* _Aim of the task_:
Filter the records down to the lines that hold the word "group", and copy each of those lines.

* _Data for processing_:
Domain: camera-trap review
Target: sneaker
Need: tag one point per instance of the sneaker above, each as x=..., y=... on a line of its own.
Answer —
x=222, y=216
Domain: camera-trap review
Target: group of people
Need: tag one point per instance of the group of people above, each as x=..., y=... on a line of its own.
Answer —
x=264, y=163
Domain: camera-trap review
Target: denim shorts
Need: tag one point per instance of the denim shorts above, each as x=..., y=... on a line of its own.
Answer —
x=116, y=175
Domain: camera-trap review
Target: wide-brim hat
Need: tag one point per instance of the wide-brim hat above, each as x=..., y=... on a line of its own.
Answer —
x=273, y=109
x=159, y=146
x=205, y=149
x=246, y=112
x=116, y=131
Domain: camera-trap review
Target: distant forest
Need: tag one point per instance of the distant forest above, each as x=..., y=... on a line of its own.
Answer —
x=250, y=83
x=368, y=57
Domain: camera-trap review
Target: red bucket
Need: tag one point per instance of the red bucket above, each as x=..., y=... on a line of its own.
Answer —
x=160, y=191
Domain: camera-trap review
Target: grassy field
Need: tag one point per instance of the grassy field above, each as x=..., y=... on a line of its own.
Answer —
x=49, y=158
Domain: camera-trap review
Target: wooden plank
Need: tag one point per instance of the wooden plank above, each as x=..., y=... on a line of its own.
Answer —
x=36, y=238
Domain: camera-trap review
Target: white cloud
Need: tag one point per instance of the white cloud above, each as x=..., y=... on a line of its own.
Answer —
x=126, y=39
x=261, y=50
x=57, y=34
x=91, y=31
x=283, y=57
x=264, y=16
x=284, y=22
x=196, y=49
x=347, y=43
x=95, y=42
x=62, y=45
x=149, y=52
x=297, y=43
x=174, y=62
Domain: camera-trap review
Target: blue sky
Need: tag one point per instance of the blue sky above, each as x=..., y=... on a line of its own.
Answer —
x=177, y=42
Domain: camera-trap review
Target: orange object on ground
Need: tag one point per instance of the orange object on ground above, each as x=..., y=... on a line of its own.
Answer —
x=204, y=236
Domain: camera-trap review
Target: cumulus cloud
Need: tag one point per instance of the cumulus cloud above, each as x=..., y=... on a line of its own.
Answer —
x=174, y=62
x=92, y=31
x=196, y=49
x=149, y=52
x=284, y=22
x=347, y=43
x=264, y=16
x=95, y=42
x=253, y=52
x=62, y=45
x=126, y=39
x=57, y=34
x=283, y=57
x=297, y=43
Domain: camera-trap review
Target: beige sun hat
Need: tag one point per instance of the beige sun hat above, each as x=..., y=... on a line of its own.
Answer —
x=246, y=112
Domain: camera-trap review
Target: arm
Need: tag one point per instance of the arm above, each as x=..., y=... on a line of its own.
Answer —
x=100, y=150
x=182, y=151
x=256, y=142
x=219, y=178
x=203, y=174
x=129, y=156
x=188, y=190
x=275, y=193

* _Answer section_:
Target: group of people
Need: tag one point per instance of the group of people above, each as x=..., y=... on a line of its own.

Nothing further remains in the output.